Movie Watching Chain

RRR = ***

Basically agree with this tweet thread
https://twitter.com/HolyShitCerise/status/1531670163900313600

NGL, the fact that a movie like RRR - which is straight up Hindutva propaganda in its last thirty minutes - has been embraced so uncritically in America really does point to the need for a genuine leftist perspective in film discussion.

Like, it’s a fun movie and amazingly well put-together, too. But it literally ends with the characters singing a nationalist anthem in front of a giant art deco-ey statue, propped up by an archway of guns. Hindu leaders beam down on them from above. The whole thing’s about recasting the Indian anti-colonial struggle in almost exclusively Hindu terms. And this is all during a time when Indian movie theaters have become rally points for Hindu fascists. The propagandistic aspects of the movie are really easily recognizable, and the fact that so many Western critics have swallowed them without any analysis is kinda troubling.

■ Written instruction 1
In the post about RRR, what do the characters sing at the end of the movie?
■ Written instruction 2
Transcribe the post about RRR, starting at the words "NGL, the fact" and stopping after "is kinda troubling.".
The rows are separate material, unrelated to the post about RRR.

■ Data entries

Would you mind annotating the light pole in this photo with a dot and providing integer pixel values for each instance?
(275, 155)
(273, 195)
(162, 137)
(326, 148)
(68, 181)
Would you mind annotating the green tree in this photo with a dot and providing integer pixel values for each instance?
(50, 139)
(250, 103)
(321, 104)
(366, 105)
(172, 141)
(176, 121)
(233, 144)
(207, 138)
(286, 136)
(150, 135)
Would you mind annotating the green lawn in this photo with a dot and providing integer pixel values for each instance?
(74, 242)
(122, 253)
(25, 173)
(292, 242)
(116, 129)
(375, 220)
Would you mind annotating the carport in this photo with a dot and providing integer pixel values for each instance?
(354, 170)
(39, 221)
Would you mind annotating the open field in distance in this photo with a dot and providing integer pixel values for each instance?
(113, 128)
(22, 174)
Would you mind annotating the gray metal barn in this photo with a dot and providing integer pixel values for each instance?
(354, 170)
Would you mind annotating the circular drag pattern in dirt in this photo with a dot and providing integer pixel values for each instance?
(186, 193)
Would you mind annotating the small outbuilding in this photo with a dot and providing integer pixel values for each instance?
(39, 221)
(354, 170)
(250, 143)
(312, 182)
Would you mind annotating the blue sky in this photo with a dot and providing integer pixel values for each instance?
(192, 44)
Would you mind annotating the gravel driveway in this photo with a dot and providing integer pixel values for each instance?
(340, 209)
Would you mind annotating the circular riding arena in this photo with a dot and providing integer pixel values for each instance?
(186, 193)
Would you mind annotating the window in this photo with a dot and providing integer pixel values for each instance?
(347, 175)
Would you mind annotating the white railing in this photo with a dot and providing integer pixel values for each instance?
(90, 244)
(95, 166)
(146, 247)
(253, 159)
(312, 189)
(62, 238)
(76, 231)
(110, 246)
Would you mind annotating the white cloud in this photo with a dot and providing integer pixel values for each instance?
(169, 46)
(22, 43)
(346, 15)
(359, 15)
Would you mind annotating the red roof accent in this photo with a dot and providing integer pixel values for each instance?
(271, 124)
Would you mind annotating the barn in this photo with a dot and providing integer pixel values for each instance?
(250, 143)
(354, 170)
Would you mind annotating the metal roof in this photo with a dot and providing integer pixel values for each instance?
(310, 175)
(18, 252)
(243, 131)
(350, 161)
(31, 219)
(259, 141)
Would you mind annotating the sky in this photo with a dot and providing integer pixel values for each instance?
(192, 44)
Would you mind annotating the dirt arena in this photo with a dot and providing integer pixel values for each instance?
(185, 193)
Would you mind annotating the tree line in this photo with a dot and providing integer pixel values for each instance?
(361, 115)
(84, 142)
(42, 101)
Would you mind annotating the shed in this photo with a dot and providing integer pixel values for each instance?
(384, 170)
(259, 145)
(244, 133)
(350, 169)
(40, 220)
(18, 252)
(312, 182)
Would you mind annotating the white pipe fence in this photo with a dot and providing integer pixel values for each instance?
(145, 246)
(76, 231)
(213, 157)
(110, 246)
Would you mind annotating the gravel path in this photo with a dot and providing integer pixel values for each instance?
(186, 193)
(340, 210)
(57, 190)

■ Result 1
A nationalist anthem.

■ Result 2
NGL, the fact that a movie like RRR - which is straight up Hindutva propaganda in its last thirty minutes - has been embraced so uncritically in America really does point to the need for a genuine leftist perspective in film discussion.

Like, it’s a fun movie and amazingly well put-together, too. But it literally ends with the characters singing a nationalist anthem in front of a giant art deco-ey statue, propped up by an archway of guns. Hindu leaders beam down on them from above. The whole thing’s about recasting the Indian anti-colonial struggle in almost exclusively Hindu terms. And this is all during a time when Indian movie theaters have become rally points for Hindu fascists. The propagandistic aspects of the movie are really easily recognizable, and the fact that so many Western critics have swallowed them without any analysis is kinda troubling.